**BLOC DE TEXTE:**
>>>>

Médecin spécialiste des maladies infectieuses et tropicales à l’AP-HM (Assistance publique – Hôpitaux de Marseille), Philippe Brouqui accueille très favorablement l’élargissement des compétences vaccinales des pharmaciens, infirmiers et sages-femmes. Car, explique-t-il, plus il y aura de professionnels qualifiés pour vacciner, plus il y aura de chances d’améliorer les couvertures vaccinales. D’autant, ajoute-t-il, qu’il manque des médecins dans de nombreux territoires. L’idée de partager cette mission entre des professionnels de santé différents lui paraît aussi de bon augure, « parce qu’on ne voit pas les mêmes patients ». Et de citer le cas de sa femme, sage-femme, qui vaccine beaucoup plus de femmes enceintes contre la grippe qu’un gynécologue, de par la relation différente qui se met en place avec la patiente.
Alors que les pharmaciens vont pouvoir commencer à administrer les vaccins à partir du 7 novembre, et à les prescrire en janvier prochain, il compte sur leur engagement pour améliorer certaines couvertures vaccinales, en particulier en ce qui concerne les papillomavirus humains (HPV). Selon l’Académie nationale de médecine, le taux de couverture vaccinale en 2020, en Europe, dépassait les 50 % dans 20 pays, et même 75 % dans 11 pays, alors qu’elle atteignait 28 % en France. L’amélioration enregistrée en 2021 est nette mais insuffisante : 41 % (45,8 % pour les filles et 6 % pour les garçons). Un niveau qui reste, insistent les académiciens, « très éloigné des objectifs fixés par la stratégie nationale de santé sexuelle et le plan cancer : 60 % chez les adolescentes âgées de 11 à 19 ans en 2023 et 80 % à horizon 2030 ».

<<<<

Entrées enregistrées
>>>>

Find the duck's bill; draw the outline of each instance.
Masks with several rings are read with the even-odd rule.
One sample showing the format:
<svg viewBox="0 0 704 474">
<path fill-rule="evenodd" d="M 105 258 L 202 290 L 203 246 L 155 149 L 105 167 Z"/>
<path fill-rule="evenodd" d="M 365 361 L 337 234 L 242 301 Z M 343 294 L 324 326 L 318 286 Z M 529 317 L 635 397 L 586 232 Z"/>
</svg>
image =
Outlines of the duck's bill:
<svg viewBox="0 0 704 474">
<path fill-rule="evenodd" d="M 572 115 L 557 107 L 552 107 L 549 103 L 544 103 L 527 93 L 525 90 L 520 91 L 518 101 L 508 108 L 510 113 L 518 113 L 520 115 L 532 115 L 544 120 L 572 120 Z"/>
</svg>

<<<<
>>>>

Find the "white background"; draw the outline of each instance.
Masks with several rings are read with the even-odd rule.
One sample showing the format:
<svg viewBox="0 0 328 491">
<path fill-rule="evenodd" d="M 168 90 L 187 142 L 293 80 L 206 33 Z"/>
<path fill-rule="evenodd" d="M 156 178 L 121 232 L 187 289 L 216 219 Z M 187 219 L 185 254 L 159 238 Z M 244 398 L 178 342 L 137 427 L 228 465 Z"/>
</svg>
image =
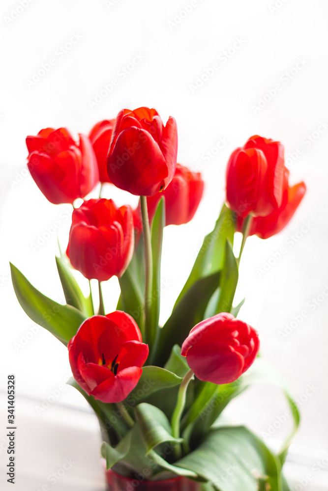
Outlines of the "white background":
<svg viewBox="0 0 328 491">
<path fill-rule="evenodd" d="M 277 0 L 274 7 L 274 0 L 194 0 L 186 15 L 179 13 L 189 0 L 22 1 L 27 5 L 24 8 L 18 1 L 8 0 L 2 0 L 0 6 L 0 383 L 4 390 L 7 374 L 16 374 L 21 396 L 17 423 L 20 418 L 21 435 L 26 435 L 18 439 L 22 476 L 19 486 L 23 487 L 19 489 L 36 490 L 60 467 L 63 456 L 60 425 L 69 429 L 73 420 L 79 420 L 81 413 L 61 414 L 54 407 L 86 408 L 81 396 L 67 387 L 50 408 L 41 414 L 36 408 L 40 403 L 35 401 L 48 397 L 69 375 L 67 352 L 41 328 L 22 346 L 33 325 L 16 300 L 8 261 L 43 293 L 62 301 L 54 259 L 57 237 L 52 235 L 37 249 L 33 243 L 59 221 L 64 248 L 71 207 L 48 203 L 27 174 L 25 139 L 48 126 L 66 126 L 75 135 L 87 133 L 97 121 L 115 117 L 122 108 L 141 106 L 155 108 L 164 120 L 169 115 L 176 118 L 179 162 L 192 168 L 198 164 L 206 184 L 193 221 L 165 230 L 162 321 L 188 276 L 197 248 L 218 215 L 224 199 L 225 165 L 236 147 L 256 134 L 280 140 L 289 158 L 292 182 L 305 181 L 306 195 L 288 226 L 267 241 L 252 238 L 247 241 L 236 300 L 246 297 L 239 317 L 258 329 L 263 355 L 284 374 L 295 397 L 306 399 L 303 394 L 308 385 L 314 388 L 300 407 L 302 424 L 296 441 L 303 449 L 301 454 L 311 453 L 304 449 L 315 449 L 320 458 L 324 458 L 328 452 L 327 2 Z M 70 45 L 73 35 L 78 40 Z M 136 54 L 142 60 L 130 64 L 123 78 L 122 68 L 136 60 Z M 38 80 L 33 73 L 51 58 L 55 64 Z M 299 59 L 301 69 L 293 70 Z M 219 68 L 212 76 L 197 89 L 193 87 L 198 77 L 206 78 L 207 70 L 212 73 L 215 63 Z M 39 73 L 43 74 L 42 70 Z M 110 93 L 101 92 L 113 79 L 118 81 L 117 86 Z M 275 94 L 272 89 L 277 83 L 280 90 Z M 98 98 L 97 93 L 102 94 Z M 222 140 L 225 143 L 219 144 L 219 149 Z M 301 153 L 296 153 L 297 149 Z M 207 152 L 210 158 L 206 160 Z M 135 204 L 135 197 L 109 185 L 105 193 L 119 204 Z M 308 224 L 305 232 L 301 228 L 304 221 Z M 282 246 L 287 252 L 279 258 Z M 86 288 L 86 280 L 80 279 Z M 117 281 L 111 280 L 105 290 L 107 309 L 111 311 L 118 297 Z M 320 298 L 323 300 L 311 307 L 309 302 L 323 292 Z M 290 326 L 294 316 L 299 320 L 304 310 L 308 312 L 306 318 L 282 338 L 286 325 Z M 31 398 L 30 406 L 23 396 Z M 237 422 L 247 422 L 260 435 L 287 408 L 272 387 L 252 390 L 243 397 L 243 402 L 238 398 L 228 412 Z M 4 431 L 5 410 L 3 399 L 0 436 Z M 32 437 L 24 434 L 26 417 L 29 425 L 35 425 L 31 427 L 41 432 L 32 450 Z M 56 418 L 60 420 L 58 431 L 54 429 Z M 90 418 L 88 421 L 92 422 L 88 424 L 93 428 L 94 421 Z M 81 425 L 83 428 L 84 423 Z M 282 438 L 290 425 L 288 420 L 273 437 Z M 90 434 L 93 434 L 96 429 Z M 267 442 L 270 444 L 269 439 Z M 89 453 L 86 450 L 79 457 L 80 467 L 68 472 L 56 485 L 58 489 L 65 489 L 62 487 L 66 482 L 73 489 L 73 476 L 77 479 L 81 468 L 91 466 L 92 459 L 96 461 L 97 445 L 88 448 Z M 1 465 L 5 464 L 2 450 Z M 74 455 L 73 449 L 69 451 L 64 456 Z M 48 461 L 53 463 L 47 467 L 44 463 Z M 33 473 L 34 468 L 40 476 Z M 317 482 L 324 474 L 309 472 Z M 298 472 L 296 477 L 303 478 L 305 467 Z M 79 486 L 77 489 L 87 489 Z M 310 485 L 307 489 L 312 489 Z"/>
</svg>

<<<<

Recopiez mot pour mot, s'il vous plaît, le passage de l'article sur la vaccination allant de « Médecin spécialiste des » jusqu'à « avec la patiente. » inclus. Les lignes ci-dessus constituent un matériau distinct de l'article sur la vaccination.

**RÉPONSE CI-DESSOUS:**
Médecin spécialiste des maladies infectieuses et tropicales à l’AP-HM (Assistance publique – Hôpitaux de Marseille), Philippe Brouqui accueille très favorablement l’élargissement des compétences vaccinales des pharmaciens, infirmiers et sages-femmes. Car, explique-t-il, plus il y aura de professionnels qualifiés pour vacciner, plus il y aura de chances d’améliorer les couvertures vaccinales. D’autant, ajoute-t-il, qu’il manque des médecins dans de nombreux territoires. L’idée de partager cette mission entre des professionnels de santé différents lui paraît aussi de bon augure, « parce qu’on ne voit pas les mêmes patients ». Et de citer le cas de sa femme, sage-femme, qui vaccine beaucoup plus de femmes enceintes contre la grippe qu’un gynécologue, de par la relation différente qui se met en place avec la patiente.